> _Given passage_
_ _ _
Kimberly Cadena, press secretary for the ONE Campaign, said the goal of this challenge is to get millennials engaged in the fight against poverty.
The involvement at MU began when sophomore Tyler Sangermano replied to an e-mail from Student Outreach Coordinator Erin Eagan earlier this year about bringing ONE to college campuses.
The main focus for now is getting the word out that ONE is coming to MU, Sangermano stated. She said she plans on talking to students living in residence halls, different groups on campus and the community.
The first major event will be Oct. 17, the Global Day of Action Against Poverty, she said.
The ONE Campus Challenge is divided into three phases, with each working to empower students to fight poverty and raise awareness on their campus by themselves.
According to a news release, the second phase will begin with the Power 100 Summit, an invitation-only summit in Washington, D.C., for selected activists and the leaders of the top 100 campuses.
The summit will be an opportunity for leading campus ONE chapters to unite, learn more about ONE goals and ideals, and listen to renowned speakers, political leaders and activists. When the summit is finished, ONE chapters will be challenged with a new objective to achieve during the second phase.
Along the way, chapters will have an opportunity each week to earn points for their schools.
Teams can earn points for their schools by completing different tasks. For example, if a school has its mascot place a ONE band on a rival school's mascot, the school earns 2,000 points. At press time, MU had earned 7,140 points.
This week's challenge concerns recruiting members by having students sign up on the ONE Campaign Web site.
"The challenge isn't a call to students to be better poverty fighters than their rival school," the news release stated. "It is the challenge to a generation that has the power to end extreme poverty."
Sangermano said she thinks it is time for people to stop turning a blind eye to poverty.
"People need to realize the brutalities of HIV/AIDS and extreme poverty, and accept the responsibility we have as able human beings to help them," Sangermano stated in an e-mail.
The MU ONE Campus Challenge chapter will be holding ONE days, which will occur on the first day of every month, beginning on Nov. 1. The days will promote the program through tabling, getting people to sign the ONE Declaration and educating people about HIV/AIDS and poverty as well as offering solutions to alleviate these problems.
The group, which is not yet an official student organization, will also be handing out flyers and wristbands. Sangermano stated they plan on becoming an official MU organization in the near future.
_ _ _
> _List of tasks_
a. Answer these questions about the article on the ONE Campus Challenge at MU:
(i) On what date will the first major event take place?
(ii) How many points had MU earned at press time?
(iii) On which day of each month will the MU chapter hold ONE days?
b. Echo the article on the ONE Campus Challenge at MU word for word, starting at "Kimberly Cadena, press" and ending at "to college campuses.".
c. Which people does the article on the ONE Campus Challenge at MU name?
_ _ _
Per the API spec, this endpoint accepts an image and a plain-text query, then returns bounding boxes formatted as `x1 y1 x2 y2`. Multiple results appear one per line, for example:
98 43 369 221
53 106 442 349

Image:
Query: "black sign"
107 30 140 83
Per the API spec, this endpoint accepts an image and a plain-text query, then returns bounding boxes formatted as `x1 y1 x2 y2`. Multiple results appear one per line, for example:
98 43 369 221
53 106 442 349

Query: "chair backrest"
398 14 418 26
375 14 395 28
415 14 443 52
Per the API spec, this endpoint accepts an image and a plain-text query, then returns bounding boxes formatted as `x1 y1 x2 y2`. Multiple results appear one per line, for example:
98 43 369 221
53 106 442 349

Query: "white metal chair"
_ _ _
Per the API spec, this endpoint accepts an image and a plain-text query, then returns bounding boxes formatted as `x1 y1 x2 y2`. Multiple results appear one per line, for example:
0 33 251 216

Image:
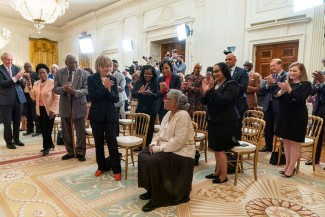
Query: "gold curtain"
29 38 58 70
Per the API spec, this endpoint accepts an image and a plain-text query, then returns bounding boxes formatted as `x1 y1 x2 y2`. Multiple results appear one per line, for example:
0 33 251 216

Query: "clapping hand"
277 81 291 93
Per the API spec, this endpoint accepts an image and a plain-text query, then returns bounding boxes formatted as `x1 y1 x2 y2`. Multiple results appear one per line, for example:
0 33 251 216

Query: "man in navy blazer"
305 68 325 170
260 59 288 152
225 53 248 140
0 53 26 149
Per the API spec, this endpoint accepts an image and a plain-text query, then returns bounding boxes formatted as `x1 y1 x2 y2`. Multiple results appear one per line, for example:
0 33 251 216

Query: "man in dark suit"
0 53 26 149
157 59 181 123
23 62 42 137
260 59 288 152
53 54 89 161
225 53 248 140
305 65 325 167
_ _ _
> _Solutions below_
a.
(i) Oct. 17, the Global Day of Action Against Poverty.
(ii) 7,140 points.
(iii) The first day of every month, beginning on Nov. 1.

b.
Kimberly Cadena, press secretary for the ONE Campaign, said the goal of this challenge is to get millennials engaged in the fight against poverty.
The involvement at MU began when sophomore Tyler Sangermano replied to an e-mail from Student Outreach Coordinator Erin Eagan earlier this year about bringing ONE to college campuses.

c.
Kimberly Cadena
Tyler Sangermano
Erin Eagan